_Problem to work on_.
Nothing should change. Output the data exactly.

_Records supplied_.
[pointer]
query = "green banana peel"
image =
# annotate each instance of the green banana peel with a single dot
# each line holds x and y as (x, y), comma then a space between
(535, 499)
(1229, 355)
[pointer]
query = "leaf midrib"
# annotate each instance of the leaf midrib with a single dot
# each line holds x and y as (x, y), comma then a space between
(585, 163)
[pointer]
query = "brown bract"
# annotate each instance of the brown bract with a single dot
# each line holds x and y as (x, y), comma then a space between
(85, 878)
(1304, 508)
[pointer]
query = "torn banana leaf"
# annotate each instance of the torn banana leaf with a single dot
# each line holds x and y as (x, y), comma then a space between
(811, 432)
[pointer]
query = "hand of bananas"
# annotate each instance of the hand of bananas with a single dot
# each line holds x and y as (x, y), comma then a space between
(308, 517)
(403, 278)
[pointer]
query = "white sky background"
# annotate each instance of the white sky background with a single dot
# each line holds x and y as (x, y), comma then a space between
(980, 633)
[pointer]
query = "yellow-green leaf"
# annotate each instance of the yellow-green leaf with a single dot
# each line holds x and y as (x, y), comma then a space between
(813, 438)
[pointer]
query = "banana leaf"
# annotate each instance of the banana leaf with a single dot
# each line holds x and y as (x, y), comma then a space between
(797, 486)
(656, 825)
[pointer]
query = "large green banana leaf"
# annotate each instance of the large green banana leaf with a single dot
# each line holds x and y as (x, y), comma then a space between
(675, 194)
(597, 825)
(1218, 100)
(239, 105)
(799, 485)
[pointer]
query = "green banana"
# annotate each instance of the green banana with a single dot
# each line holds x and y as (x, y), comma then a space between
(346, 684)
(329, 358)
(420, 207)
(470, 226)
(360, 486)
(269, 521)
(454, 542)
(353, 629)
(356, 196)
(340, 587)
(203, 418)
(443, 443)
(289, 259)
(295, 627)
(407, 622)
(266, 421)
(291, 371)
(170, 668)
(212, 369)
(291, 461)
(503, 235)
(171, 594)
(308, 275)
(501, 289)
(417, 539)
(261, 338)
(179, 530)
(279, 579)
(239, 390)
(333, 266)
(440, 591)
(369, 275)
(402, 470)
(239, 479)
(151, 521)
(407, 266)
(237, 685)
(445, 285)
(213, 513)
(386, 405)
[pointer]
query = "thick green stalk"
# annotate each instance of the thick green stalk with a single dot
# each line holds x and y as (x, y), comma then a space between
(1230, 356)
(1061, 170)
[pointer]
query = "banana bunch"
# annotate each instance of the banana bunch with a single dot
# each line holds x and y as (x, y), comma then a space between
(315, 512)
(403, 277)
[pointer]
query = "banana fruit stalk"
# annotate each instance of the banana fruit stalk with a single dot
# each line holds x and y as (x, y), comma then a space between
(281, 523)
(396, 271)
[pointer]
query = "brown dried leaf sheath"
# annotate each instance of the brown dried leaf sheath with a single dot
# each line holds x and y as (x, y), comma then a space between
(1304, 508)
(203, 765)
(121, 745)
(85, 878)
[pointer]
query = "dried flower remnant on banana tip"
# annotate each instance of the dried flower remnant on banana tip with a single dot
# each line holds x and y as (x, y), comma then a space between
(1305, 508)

_Solution to this exercise_.
[pointer]
query = "green banana peel"
image =
# annotate each instance of the green banana peel with a single dot
# each line holds x and y as (x, y), comma then a space between
(535, 499)
(1229, 355)
[pointer]
query = "leaf midrib"
# annotate each instance of the leaf midrib with a single dot
# each line holds x and y as (x, y), comma then a space between
(585, 163)
[pointer]
query = "brown bract"
# annotate each instance of the brown bract with a single dot
# each line holds x and y as (x, y), comma then a space between
(85, 878)
(1304, 508)
[pointer]
query = "torn banana leaf"
# annotate each instance of the torn banana leaf with a single dot
# each line holds x and y as (x, y), comma then a space between
(811, 432)
[pointer]
query = "hand of bananas"
# annotate each instance of the hand of bananas with a single dot
# each line holds x and y as (x, y), comma then a space between
(308, 517)
(403, 278)
[pointer]
query = "white sky background"
# annotate each instance of the white sky background with a single dot
# each line holds x and y as (x, y), comma then a space between
(980, 633)
[pointer]
query = "yellow-green leaf"
# annotate each instance of the yellow-green leaf with a single dot
# each line holds x and y as (x, y), comma then a space between
(813, 438)
[pointer]
query = "banana leaf"
# annotate each instance of the banana leaf with a single dot
# each line holds x and y as (x, y), comma then a space between
(797, 486)
(656, 825)
[pointer]
query = "large green banana leaf"
# annotate each instance of the large green banana leaf with a single dot
# each line holds x and y as (x, y), comma then a space between
(675, 194)
(597, 825)
(1218, 100)
(239, 105)
(799, 485)
[pointer]
query = "green banana"
# annotate each instance of the green banana with a single dot
# each line holds x and y as (x, y), comma then a space between
(346, 684)
(329, 358)
(420, 207)
(470, 226)
(360, 486)
(269, 521)
(454, 542)
(353, 629)
(356, 196)
(340, 587)
(203, 418)
(443, 443)
(289, 259)
(295, 627)
(407, 622)
(266, 421)
(291, 371)
(170, 668)
(212, 369)
(291, 461)
(503, 235)
(171, 594)
(308, 275)
(501, 289)
(417, 539)
(261, 338)
(179, 530)
(279, 579)
(239, 390)
(333, 266)
(440, 591)
(369, 275)
(402, 470)
(239, 479)
(151, 521)
(407, 266)
(237, 685)
(445, 285)
(213, 513)
(386, 405)
[pointer]
query = "thick green stalk"
# annotate each instance of the thick green stalk with a single dot
# each line holds x and y as (x, y), comma then a space between
(1230, 356)
(1061, 170)
[pointer]
query = "banana bunch"
# annotate each instance of the banana bunch with a single dot
# each line holds x and y as (x, y), comma then a space between
(315, 512)
(403, 277)
[pointer]
query = "banana fruit stalk"
# annotate each instance of the banana fruit stalk with a single dot
# each line holds x and y as (x, y), comma then a space between
(281, 523)
(396, 271)
[pointer]
query = "brown dried leaf sheath"
# annotate each instance of the brown dried leaf sheath with a single dot
# each line holds x and y as (x, y), comma then a space between
(1304, 508)
(203, 765)
(121, 745)
(85, 878)
[pointer]
query = "dried flower remnant on banana tip"
# annotate each instance of the dried flower remnant on banana tip with a single dot
# each line holds x and y as (x, y), comma then a space between
(1305, 508)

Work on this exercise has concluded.